**INSTRUCTIONS FOR THE TASK:**
Images should be left out, and everything else in the listing reproduced exactly.

**DATA SECTION:**
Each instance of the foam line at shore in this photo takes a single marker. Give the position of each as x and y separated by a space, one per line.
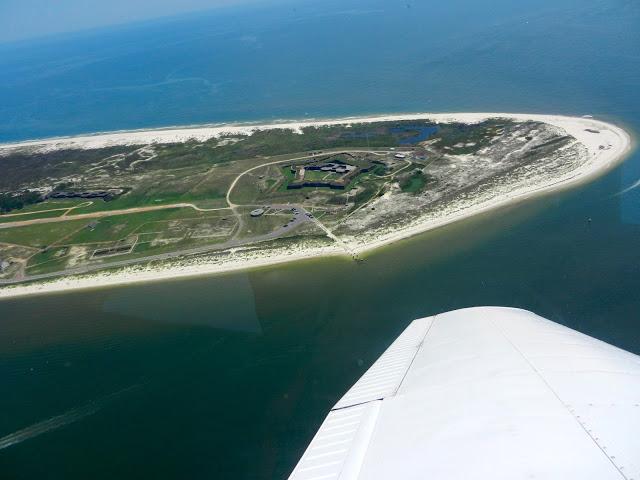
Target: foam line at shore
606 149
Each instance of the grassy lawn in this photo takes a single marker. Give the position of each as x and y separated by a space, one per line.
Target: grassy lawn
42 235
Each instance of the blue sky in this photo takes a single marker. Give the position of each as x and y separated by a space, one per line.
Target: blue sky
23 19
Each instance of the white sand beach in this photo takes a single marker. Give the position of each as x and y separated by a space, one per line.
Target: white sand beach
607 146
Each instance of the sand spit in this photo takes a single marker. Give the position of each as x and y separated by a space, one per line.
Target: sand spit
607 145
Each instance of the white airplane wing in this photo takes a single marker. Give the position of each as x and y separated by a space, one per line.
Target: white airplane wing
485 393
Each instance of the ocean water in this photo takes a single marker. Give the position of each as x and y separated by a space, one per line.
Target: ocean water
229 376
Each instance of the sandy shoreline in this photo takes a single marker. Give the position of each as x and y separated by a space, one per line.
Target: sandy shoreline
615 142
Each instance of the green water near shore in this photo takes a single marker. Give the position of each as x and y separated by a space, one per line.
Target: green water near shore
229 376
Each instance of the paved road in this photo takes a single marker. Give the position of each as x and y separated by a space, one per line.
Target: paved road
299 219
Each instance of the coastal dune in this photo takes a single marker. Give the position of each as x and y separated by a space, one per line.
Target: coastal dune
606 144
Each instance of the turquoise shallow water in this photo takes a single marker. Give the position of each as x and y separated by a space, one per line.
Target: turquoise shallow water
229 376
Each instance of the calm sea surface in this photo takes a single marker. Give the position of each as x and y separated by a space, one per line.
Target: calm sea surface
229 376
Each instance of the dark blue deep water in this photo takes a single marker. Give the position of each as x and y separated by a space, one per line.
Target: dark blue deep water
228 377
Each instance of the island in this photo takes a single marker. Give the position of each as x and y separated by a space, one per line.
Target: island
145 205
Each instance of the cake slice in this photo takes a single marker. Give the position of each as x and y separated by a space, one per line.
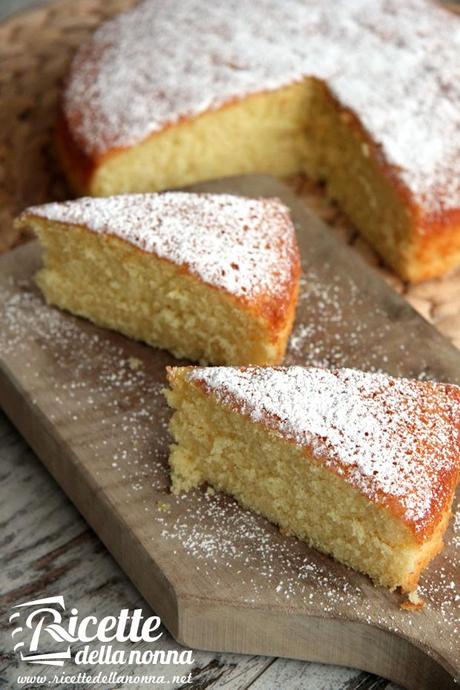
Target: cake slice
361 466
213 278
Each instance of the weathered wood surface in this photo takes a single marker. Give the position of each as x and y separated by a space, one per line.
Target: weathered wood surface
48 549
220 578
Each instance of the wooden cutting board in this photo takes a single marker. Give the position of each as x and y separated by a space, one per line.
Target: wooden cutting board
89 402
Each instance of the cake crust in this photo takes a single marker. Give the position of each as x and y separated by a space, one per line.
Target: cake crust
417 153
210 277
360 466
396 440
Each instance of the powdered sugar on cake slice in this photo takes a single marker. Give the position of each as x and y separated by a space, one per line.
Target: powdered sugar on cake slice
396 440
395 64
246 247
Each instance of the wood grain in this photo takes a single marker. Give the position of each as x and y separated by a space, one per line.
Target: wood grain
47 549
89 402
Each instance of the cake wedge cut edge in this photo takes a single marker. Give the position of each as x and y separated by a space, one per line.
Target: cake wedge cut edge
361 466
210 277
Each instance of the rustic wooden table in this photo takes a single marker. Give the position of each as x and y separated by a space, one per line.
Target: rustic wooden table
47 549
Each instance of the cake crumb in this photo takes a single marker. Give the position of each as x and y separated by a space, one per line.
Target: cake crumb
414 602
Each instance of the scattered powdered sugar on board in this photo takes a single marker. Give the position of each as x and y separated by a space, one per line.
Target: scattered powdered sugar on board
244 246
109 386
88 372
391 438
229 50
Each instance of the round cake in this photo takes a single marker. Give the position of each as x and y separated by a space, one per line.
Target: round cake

**EXERCISE RESULT:**
Each instance of the foam line at shore in this photo takes a single marker. Give the position of each as x and y separated by a space, one per line.
Target: foam line at shore
606 149
Each instance of the grassy lawn in this photo takes a single marker. Give the position of each as x and y separated by a space, one per line.
Target: grassy lawn
42 235
Each instance of the blue sky in this photo takes a single marker. Give the position of each as x and y separated by a space, one per line.
Target: blue sky
23 19
Each instance of the white sand beach in this photo takes a single marker. Give the position of each as x and y separated by a space, one per line.
Target: white sand beach
607 146
Each instance of the sand spit in this photo takes a single marker. Give the position of each as x and y separated by a space, one per line.
Target: sand spit
607 145
Each instance of the white airplane wing in this photo takes a single marker. Give the position of each as x and y separated by a space, one per line.
Target: white airplane wing
485 393
Each instance of the ocean water in this photo takes a single marker. Give the position of each as x and y separated by a space, one per line.
Target: ocean water
229 376
Each instance of the sandy shoreline in this photo takes a single marker. Give the position of each as x and y separated by a space, one per line.
Target: sandy shoreline
615 142
Each instance of the green water near shore in this photo takes a single marker. Give the position of each as x and y separated by a space, one per line.
Target: green water near shore
229 376
Each instance of the paved road in this photo takes a single marker. Give the position of each as x and y separated by a space, one per line.
Target: paved road
299 219
Each instance of the coastal dune in this photo takes a single marker. Give the position of each as x and y separated by a space, one per line.
Target: coastal dune
606 144
Each instance of the turquoise shallow water in this photo takes a single marker. Give the position of each as x and y separated by a space, one per line.
Target: turquoise shallow water
229 376
Each instance of the calm sea surface in this photo takes a single marker. Give the position of each as x and y separated by a space, one per line.
Target: calm sea surface
229 376
Each instance of the dark blue deep water in this photo takes a single marker. Give the position of each as x and y separated by a space, one per line.
Target: dark blue deep water
228 377
Each instance of the island in this photo takes a single marker. Give the position of each as x and y separated by a space, one per line.
Target: island
145 205
Each instance of the cake slice in this photo takes a single marker. Give the position of each as x and y separated by a space, one per line.
Target: cake slice
361 466
213 278
Each instance of the weathered wood surface in this photo takes a single marker. Give the position of each as x and y separated by a space, one per line.
Target: weathered wood surface
48 549
220 578
Each instance of the wooden cutting board in this photo takes a single marker. Give the position of each as x and y separated by a space, one per line.
Target: wooden cutting board
89 402
Each instance of the cake crust in this photo takes a single marker. Give the position of each as x and y separated by a space, one per line.
Target: cake crust
417 153
210 277
360 466
396 440
Each instance of the powdered sugar on cake slice in this photo takes a single marker. Give the position of each as x and y separated by a space, one per line.
Target: powdered sugar on cake slice
396 440
395 64
246 247
Each instance of the wood grain in this photo takes a single marker. Give the position of each as x and y separated by a space, one per line.
Target: wood grain
47 549
89 402
Each instance of the cake wedge cut edge in this photo takes a single marker. Give the position of each as x and y separated by a space, one per line.
Target: cake wedge cut edge
361 466
210 277
Each instance of the rustic wooden table in this photo takes a single marker. Give the position of each as x and y separated by a space, one per line.
Target: rustic wooden table
47 549
Each instance of the cake crumb in this photo takes a single marker. Give the position of each as x and y separated by a space, one per line.
Target: cake crumb
414 602
Each instance of the scattered powdered sugar on board in this photo takes a single marker. Give the position of each as x and y separated by a space, one per line.
Target: scattered powdered sugar on board
244 246
109 386
88 372
391 438
229 50
Each instance of the round cake in this photo takes a single marker. Give the position of each as x and y separated by a space, one per line.
Target: round cake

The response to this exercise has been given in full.